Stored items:
# # # # #

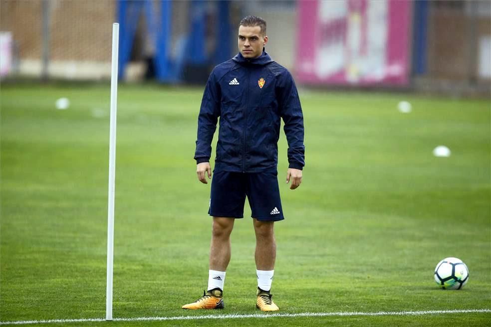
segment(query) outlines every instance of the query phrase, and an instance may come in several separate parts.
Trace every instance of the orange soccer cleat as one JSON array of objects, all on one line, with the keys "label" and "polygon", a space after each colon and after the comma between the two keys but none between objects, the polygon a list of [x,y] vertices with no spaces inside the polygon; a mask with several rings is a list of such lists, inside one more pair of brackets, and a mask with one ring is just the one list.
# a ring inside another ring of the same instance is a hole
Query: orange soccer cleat
[{"label": "orange soccer cleat", "polygon": [[222,290],[219,288],[210,290],[193,303],[183,306],[183,309],[223,309],[225,307]]},{"label": "orange soccer cleat", "polygon": [[277,311],[279,310],[271,300],[273,296],[269,293],[269,291],[263,291],[258,287],[256,294],[256,307],[261,311]]}]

# # # # #

__Aim of the exercise__. Recast every line of the entries above as a numbered list, omitting any blank lines and excluding the pictures.

__Correct output__.
1. segment(query) outlines every instance of the query phrase, and an instance may come in several separate parts.
2. Trace every instance of the orange soccer cleat as one JSON array of objects, all on one line, with the keys "label" and "polygon", a space after each colon and after the comma between the two keys but none between objects, the polygon a list of [x,y] vertices with no spaces inside the polygon; a mask with several rings is a list of such lists, inside one more pair of brackets, and a mask with one ring is just the one list.
3. # a ring inside another ring of the same instance is a hole
4. Query: orange soccer cleat
5. [{"label": "orange soccer cleat", "polygon": [[222,290],[219,288],[210,290],[193,303],[183,306],[183,309],[223,309],[225,307]]},{"label": "orange soccer cleat", "polygon": [[277,311],[279,310],[271,300],[273,296],[269,293],[269,291],[263,291],[258,287],[256,294],[256,307],[261,311]]}]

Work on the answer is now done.